Does Location Matter? Why Albany is Perfect for Us

Downtown Albany NY

A few weeks back Penelope Trunk wrote a really interesting article about deciding where to locate your start-up, entitled Starting a company in Silicon Valley is stupid.  Clearly from the title of the post, she isn’t one of those people that preaches that you have to be in the Valley or in NYC to run a successful start-up.  She herself moved from NYC to Madison, Wisconsin to start her new company, simply because the cost of living was low and the quality of life was high (according to studies on that sort of thing).

A couple of my favorite quotes from the article:

“The beginning of a company is slow and meandering. You have pretty much no idea what the company is or what you are doing with it, or if you even picked the right partner to do it with. During this time, it does not matter where you live. You are not hiring. You are not pitching your business because you don’t have a pitch.”

“Most of you will not be going after venture capital. You simply will not have a business idea that warrants that kind of investment. And in that case, you will be bootstrapping for a long time. And it’s a lot easier to bootstrap in a place with a low cost of living. And if you are not going to take in venture capital, then you don’t need to be where the big VCs are: New York and California”

“You don’t need your network in your backyard (which you would have automatically if you lived in Northern California), [but] you do need to be able to fly to your network frequently. The network you can build by just showing up in California or New York is unprecedented.”

All of this got me to thinking – is Albany, NY the best spot for Pure Adapt, Inc?

The answer I came up with was yes, and surprisingly our home town is actually a pretty good spot to start a company like ours.  Here’s why:

  • Our networks are here – all of us grew up in the area.  You take for granted all of the people you know in your home town.  When we fired our accountant and needed a new one, we were able to get more referrals than we could handle because we knew so many people in the area that were small business owners, either through family or friends or former internships or former jobs.  Albany also has a lot of great higher education, and between the four of us we attended the four largest schools in the area.  George and I went to RPI, Mike went to SUNY Albany, and Greg went to Siena undergrad and Union for his MBA.  The connections we made there have opened up a lot of doors for us.

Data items
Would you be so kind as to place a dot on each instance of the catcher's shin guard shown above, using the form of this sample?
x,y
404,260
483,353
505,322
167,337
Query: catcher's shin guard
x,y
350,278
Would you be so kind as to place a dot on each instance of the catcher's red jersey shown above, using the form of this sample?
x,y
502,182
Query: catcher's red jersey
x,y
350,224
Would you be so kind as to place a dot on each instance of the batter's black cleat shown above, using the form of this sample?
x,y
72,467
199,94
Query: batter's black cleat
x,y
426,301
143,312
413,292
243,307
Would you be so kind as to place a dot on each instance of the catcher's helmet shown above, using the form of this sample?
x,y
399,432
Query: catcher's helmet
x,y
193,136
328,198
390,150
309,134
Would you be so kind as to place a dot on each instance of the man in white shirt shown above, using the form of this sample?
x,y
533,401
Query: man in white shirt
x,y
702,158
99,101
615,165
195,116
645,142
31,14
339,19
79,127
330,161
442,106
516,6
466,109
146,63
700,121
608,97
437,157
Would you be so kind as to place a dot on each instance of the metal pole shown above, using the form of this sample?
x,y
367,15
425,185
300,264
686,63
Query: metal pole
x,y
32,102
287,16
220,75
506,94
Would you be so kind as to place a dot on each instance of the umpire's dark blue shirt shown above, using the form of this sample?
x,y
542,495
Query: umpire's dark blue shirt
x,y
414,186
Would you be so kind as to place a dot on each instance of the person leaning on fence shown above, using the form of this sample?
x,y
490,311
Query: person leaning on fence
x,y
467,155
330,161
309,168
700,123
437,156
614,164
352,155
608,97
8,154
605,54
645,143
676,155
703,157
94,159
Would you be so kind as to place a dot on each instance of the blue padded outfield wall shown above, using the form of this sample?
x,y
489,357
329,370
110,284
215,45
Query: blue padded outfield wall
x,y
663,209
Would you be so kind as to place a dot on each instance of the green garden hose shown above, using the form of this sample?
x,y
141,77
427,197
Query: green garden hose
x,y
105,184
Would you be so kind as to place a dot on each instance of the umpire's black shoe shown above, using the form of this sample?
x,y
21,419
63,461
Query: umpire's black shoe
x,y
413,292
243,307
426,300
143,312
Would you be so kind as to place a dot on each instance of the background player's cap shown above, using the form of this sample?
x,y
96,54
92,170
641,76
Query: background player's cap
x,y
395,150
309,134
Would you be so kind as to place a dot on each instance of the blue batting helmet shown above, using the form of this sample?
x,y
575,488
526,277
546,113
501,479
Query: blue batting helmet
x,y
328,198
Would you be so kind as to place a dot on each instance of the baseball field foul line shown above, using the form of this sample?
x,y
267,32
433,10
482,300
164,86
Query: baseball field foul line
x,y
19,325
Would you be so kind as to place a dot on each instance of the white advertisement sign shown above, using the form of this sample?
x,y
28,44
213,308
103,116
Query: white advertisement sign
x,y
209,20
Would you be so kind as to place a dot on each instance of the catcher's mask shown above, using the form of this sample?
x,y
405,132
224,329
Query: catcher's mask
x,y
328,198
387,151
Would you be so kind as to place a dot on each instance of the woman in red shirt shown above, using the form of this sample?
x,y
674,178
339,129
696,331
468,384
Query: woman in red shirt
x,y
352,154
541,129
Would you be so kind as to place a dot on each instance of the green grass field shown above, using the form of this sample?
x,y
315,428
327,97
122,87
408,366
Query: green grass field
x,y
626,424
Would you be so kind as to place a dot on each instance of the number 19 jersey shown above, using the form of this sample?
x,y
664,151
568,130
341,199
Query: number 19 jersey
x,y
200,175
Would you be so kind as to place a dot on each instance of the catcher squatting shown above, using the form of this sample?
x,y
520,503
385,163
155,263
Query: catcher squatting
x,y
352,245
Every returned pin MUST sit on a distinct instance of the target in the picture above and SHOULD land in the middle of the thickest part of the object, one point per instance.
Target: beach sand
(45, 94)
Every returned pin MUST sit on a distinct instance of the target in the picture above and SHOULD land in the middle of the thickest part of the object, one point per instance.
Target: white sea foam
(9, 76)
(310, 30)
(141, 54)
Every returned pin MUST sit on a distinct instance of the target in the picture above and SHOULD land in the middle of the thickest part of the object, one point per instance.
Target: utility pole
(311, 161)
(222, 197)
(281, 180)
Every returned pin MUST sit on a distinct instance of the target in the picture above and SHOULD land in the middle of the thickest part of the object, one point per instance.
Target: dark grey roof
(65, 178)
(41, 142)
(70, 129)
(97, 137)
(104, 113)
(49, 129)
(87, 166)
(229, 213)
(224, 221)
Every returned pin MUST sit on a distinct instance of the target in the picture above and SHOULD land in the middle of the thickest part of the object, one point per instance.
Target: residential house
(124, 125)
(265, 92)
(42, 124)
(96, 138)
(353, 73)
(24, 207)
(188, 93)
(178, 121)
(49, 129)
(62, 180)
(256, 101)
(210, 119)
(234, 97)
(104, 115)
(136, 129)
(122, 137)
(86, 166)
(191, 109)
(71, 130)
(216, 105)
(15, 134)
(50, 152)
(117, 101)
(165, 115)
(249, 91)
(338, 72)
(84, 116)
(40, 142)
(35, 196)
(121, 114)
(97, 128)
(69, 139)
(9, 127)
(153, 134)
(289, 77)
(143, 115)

■ Work request
Pick up the article on choosing Albany as a start-up location after its last sentence and write the next part.

■ Response
  • A steady economy supported mostly by government and education – being that Albany is the capital of New York State, and that New York State is a pretty big state, there are a ton of government jobs in the area.  I don’t know one person who doesn’t have a very close friend or family member that works for New York State.  Every one of my friends who lives in the area that isn’t a part of Pure Adapt has a state job.  My father is a programmer for the NYS Health Department.  That’s just how it is around here.  In conjunction with eduction, this creates a very consistent economy that doesn’t boom or bust like the rest of the country, and that’s a good thing for a start-up like us.  With steady government jobs come all of the resulting steady jobs at hospitals and resturants and the like.  The recession has affected us here, but not nearly like it has in other parts of the country.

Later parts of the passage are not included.